TASK GOAL: Every record below is to be retyped exactly.

--- begin RECORDS TO USE ---

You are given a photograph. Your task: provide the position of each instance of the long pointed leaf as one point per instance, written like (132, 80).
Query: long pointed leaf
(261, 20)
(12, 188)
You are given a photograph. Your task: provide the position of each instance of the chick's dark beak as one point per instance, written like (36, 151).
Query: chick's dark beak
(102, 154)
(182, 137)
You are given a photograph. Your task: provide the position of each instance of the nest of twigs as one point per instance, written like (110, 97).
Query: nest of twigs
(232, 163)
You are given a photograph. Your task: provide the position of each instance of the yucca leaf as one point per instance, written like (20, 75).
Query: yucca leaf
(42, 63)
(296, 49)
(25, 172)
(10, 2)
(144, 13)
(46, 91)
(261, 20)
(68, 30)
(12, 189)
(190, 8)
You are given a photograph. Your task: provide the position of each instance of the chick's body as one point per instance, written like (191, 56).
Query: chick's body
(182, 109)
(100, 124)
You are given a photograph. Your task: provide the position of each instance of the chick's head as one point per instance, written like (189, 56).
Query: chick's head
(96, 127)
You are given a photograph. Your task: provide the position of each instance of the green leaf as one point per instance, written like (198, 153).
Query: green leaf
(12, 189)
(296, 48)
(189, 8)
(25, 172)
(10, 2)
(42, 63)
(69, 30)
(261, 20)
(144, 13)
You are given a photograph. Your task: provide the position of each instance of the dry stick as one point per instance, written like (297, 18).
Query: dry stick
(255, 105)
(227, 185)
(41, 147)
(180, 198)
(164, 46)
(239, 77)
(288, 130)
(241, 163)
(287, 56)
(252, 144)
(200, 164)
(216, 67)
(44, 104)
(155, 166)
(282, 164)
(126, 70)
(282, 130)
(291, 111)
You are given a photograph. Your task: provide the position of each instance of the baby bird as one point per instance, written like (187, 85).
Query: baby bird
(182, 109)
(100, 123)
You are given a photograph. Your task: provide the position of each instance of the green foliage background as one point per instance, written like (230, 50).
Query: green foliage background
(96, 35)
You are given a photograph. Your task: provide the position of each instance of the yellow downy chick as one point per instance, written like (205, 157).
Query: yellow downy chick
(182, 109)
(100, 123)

--- end RECORDS TO USE ---

TASK OUTPUT:
You are given a photograph. Your task: provide the position of each instance of the long pointed leaf as one point per instance, written like (132, 80).
Query: long pointed leaf
(261, 20)
(12, 188)
You are given a photograph. Your task: provide the position of each instance of the chick's dark beak as one point per instance, written like (36, 151).
Query: chick's dark beak
(102, 154)
(182, 137)
You are given a photograph. Your task: provide the position of each instance of the nest of twigs as one point per instance, written like (110, 97).
Query: nest of twigs
(232, 163)
You are given a photograph. Your task: provide the position of each instance of the yucca leaf as one point per instance, written like (20, 75).
Query: yucca leaf
(42, 63)
(296, 49)
(25, 172)
(10, 2)
(144, 13)
(46, 91)
(261, 20)
(68, 30)
(12, 189)
(190, 8)
You are given a photograph. Your task: provide the position of each instance of the chick's body as one point per instance, written like (191, 56).
Query: chick's body
(182, 109)
(100, 124)
You are given a photograph. Your task: provide the position of each instance of the chick's head as one point per instance, written like (189, 56).
Query: chick's head
(96, 127)
You are given a photograph. Your task: provide the position of each instance of the green leaf as one point per instance, written like (198, 153).
Query: green leaf
(12, 189)
(296, 48)
(189, 8)
(25, 172)
(10, 2)
(42, 63)
(69, 30)
(261, 20)
(144, 13)
You are given a photograph. Your task: provide the position of each instance of the dry stick as one point per instance, written like (297, 18).
Query: dry stick
(255, 105)
(227, 185)
(41, 147)
(180, 198)
(164, 46)
(239, 77)
(288, 130)
(241, 163)
(287, 56)
(252, 144)
(200, 164)
(216, 67)
(44, 104)
(155, 166)
(282, 164)
(126, 70)
(282, 130)
(291, 111)
You are given a photograph. Your task: provide the position of each instance of the baby bird as one point per instance, written like (187, 85).
Query: baby bird
(182, 109)
(100, 123)
You are given a photograph. Your task: provide the position of each instance of the green foliage background as one point per instance, written like (230, 50).
Query: green foliage background
(96, 35)
You are given a photograph. Your task: provide the position of each instance of the yellow downy chick as one point per instance, written like (205, 157).
Query: yellow downy chick
(182, 109)
(100, 123)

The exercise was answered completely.